Document segment =
%%

This study attempts to assess the development of the femur in the human fetus using an artificial intelligence tool. The skeletal system is one of the earliest and rapidest developing systems during embryogenesis. As early as week 7 of the embryonic period, primary ossification centers appear in the shafts of long bones. Primary ossification centers play a substantial role in both gestational age assessment and the detection of potential developmental abnormalities. The process of ossification of the femur commences in its midshaft, progressing towards both its proximal and distal ends. Congenital malformations of lower limbs are frequently accompanied by intrauterine growth restriction.
Within the scope of this study, the authors designed, trained, and tested an ANN aimed at predicting the following five parameters of the femoral shaft primary ossification center in the human fetus: length, proximal, middle and distal transverse diameters, projection surface area and volume. For this purpose, two fundamental pieces of information were used: the gestational age and femur length.
2. Materials and methods
2.1. Computed tomography and digital image analysis
The study encompassed 47 human fetuses (25 males and 22 females) aged 17–30 weeks of gestation. The fetuses were originated from spontaneous miscarriages and preterm deliveries, thus constituting the collection of the Department of Normal Anatomy. The fetuses were assessed for variability and explicit malformations by three independent observers. The gestational age was determined on the crown-rump length (CRL). Fetal scans in DICOM formats were performed using a Siemens-Biograph 128 mCT scanner, with intervals between successive sections of 0.4 mm. Linear, planar, and volumetric measurements for each femur were conducted using Osirix 3.9 software, according to the established protocol depicted in Fig 1. For each examined fetus, measurements of three transverse diameters, projection surface area and volume of the femoral shaft primary ossification center were carried out [11]. In spite of a cartilaginous stage of the femur, its contour was already clearly visible, thus enabling us to perform the quantitative evaluation of the femoral shaft primary ossification center [12, 13].
Fig 1.

%%

Exercise instructions =
[1] Summarize the fetal femur study in two sentences.
[2] According to the fetal femur study, how many fetuses were included, and how many were male and female?
[3] List every kind of measurement that the fetal femur study says was conducted for each femur using Osirix 3.9 software.

[Point localization data]
%%

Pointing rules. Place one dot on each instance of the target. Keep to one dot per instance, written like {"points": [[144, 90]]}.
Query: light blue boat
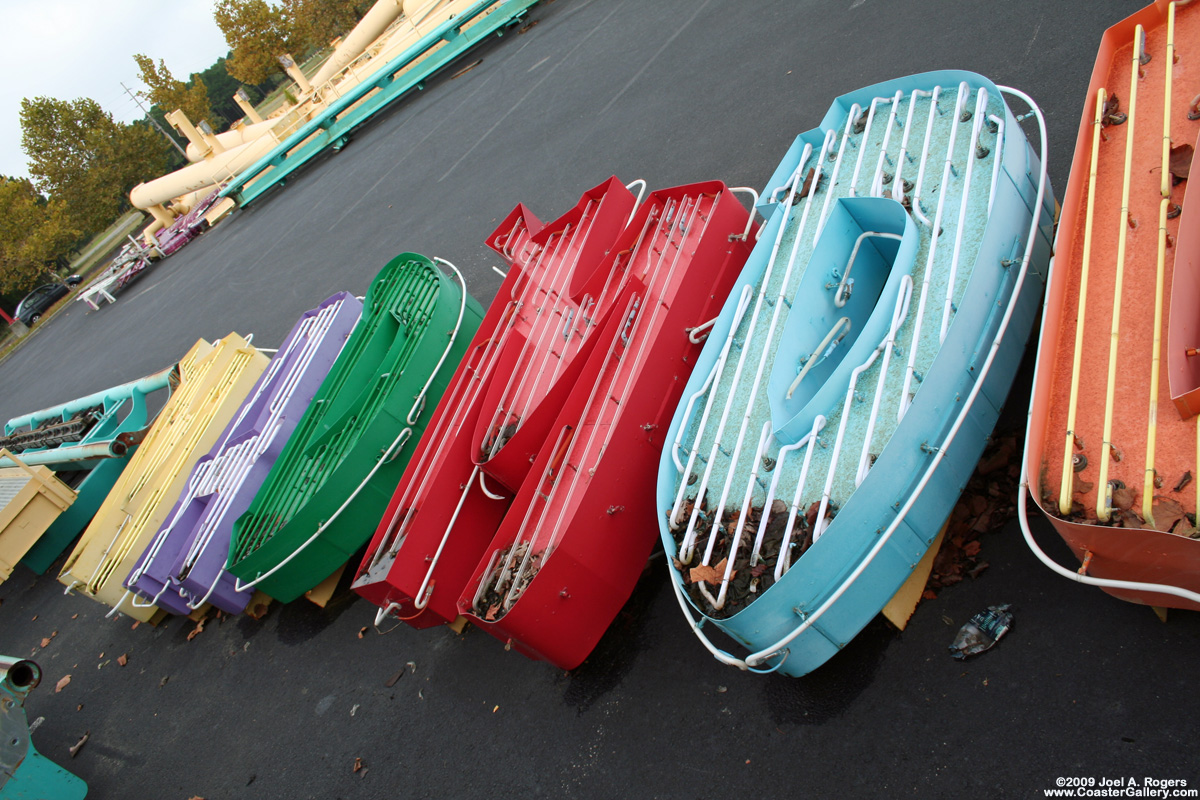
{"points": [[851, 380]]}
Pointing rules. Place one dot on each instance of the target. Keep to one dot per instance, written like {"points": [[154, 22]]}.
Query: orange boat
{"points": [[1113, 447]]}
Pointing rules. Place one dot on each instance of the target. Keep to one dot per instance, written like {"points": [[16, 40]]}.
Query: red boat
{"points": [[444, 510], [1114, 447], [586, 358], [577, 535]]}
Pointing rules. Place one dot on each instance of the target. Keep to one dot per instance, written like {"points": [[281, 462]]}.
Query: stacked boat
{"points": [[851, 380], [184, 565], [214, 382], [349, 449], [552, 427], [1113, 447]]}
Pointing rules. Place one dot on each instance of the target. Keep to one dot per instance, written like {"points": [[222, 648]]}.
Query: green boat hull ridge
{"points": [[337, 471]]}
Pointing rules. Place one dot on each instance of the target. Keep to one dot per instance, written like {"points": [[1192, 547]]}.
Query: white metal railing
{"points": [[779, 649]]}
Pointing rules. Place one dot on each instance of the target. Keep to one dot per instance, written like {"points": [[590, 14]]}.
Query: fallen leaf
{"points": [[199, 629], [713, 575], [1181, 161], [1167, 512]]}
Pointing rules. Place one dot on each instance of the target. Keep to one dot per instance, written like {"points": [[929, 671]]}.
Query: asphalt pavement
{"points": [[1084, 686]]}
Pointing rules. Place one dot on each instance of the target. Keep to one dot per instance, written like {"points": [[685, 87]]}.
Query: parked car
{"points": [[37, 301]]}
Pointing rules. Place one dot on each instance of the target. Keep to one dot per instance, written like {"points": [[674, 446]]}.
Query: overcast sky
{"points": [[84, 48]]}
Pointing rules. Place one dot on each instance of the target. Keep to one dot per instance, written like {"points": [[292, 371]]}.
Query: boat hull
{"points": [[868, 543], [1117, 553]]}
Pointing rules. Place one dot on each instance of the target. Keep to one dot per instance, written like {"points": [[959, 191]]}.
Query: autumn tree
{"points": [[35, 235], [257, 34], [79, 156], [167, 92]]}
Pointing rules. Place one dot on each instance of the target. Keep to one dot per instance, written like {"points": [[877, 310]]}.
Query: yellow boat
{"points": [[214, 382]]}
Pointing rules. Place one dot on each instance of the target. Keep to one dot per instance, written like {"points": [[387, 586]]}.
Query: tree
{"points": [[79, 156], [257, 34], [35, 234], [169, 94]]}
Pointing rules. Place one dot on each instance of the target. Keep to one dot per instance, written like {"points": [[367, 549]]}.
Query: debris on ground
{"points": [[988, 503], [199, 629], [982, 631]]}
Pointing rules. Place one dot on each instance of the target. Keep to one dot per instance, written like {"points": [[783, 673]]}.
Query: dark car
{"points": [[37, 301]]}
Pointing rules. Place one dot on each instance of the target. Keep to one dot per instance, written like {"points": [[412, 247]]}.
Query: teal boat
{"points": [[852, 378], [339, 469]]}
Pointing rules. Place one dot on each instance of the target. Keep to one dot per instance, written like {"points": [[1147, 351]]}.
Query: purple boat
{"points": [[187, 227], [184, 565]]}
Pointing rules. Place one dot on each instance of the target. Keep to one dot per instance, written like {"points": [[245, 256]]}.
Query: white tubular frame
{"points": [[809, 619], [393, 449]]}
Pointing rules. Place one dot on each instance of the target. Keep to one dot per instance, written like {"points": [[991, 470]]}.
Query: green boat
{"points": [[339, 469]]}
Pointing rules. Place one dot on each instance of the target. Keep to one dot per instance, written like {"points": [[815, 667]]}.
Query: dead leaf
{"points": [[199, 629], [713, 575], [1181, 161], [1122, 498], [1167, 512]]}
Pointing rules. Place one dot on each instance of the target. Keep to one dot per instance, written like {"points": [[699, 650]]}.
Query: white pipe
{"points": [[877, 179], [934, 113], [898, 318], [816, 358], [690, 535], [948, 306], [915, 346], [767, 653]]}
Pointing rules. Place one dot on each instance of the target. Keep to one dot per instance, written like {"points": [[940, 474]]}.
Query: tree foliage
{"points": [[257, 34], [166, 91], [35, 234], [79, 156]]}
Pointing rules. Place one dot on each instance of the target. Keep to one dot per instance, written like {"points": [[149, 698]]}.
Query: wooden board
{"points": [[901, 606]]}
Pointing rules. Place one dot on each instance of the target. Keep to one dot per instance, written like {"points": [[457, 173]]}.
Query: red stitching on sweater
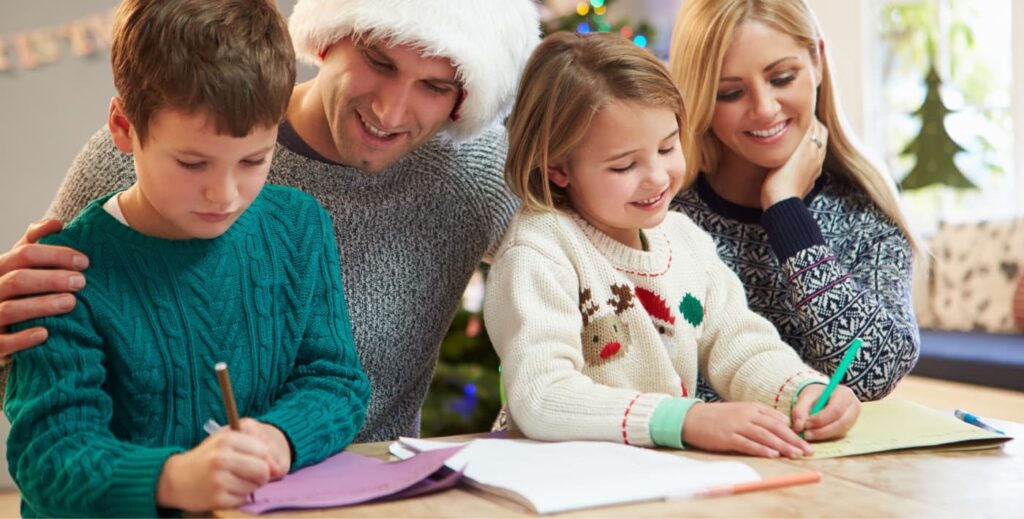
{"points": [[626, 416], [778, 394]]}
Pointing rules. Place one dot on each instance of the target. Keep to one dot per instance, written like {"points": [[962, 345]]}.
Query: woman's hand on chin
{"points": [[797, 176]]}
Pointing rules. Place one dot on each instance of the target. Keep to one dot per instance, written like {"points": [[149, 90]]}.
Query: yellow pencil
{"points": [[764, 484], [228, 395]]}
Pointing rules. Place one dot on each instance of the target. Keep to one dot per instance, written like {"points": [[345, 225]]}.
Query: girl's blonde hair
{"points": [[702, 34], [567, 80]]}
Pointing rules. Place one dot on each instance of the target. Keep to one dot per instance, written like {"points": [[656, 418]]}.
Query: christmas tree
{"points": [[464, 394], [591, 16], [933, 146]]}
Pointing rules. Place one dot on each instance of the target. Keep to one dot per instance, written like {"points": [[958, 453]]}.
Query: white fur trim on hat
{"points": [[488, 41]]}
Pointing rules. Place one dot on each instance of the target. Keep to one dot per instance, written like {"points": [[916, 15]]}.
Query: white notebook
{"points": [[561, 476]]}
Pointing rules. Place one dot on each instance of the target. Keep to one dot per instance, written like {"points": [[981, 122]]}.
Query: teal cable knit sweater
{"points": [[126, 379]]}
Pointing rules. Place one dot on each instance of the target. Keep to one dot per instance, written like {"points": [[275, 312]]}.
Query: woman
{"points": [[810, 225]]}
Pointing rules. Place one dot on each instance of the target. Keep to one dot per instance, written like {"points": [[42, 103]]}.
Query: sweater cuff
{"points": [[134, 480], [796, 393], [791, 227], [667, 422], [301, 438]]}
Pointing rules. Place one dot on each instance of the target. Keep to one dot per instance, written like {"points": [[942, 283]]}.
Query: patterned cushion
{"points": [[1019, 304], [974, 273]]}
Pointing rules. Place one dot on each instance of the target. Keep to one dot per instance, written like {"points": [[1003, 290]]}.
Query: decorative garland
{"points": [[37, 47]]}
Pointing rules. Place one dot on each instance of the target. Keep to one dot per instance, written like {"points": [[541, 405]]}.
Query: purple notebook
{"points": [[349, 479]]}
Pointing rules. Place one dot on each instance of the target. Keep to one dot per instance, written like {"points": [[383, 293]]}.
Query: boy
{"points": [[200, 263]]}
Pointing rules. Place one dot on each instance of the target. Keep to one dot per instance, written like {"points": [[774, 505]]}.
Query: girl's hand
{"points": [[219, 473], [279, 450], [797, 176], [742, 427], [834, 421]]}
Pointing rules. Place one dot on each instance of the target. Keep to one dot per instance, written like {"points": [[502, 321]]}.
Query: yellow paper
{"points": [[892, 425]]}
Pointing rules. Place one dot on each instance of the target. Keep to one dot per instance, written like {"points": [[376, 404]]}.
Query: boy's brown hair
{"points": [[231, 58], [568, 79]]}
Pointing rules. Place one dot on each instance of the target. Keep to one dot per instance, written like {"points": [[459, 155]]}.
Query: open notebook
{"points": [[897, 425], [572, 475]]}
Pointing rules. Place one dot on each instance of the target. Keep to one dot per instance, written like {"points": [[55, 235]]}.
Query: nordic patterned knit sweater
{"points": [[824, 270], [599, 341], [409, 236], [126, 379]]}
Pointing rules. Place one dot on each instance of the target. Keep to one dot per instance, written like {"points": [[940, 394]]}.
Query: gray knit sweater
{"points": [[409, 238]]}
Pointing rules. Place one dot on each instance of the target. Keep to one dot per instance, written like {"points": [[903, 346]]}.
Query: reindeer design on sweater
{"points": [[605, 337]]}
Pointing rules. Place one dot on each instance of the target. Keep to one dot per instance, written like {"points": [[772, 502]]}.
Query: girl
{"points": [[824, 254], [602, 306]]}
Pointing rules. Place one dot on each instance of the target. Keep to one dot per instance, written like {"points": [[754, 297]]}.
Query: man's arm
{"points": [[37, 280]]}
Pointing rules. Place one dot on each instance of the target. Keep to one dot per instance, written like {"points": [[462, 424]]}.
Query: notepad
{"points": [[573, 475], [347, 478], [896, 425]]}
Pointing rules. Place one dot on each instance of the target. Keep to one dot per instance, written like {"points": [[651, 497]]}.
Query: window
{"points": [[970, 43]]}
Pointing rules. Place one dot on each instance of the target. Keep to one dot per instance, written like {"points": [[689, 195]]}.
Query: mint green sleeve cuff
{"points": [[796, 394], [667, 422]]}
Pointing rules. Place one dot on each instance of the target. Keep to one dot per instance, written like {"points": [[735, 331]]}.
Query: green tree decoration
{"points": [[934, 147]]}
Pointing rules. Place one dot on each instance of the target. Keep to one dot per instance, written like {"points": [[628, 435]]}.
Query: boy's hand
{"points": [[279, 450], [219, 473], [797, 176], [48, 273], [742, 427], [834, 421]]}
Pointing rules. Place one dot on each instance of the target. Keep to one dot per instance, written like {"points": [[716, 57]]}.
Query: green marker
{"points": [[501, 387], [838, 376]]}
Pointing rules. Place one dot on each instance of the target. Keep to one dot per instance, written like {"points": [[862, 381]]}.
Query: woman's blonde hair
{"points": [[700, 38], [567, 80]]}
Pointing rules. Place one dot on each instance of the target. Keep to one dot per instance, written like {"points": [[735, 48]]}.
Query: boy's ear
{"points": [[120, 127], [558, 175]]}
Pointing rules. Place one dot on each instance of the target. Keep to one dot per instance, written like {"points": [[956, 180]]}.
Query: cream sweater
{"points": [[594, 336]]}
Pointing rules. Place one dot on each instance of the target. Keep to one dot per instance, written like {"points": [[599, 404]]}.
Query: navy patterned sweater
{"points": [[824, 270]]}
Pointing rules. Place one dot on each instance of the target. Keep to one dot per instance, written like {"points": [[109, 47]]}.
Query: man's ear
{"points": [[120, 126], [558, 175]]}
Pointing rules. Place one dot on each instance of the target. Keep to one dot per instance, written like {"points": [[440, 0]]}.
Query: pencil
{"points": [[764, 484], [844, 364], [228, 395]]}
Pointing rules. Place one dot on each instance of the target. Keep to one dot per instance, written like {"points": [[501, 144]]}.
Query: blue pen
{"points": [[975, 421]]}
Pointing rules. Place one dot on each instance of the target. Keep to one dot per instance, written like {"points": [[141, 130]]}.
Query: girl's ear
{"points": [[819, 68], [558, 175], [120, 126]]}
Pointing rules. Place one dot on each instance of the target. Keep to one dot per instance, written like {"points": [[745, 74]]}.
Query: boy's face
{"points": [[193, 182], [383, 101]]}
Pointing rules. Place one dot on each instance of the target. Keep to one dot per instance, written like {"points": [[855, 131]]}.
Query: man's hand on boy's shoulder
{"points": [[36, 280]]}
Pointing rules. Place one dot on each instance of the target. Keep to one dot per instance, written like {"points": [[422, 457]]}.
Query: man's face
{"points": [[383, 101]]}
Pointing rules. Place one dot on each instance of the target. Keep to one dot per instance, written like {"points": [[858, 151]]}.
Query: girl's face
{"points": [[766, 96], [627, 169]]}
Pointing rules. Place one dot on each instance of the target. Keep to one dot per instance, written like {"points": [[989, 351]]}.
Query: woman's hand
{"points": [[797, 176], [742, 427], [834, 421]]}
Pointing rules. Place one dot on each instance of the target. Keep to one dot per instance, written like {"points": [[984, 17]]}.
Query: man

%%

Written responses =
[1] The study uses an artificial neural network to predict the length, proximal, middle and distal transverse diameters, projection surface area and volume of the femoral shaft primary ossification center in the human fetus from gestational age and femur length. Forty-seven fetuses aged 17–30 weeks of gestation were scanned with a Siemens-Biograph 128 mCT scanner, and each femur was measured with Osirix 3.9 software.

[2] 47 fetuses: 25 males and 22 females.

[3]
- Linear
- Planar
- Volumetric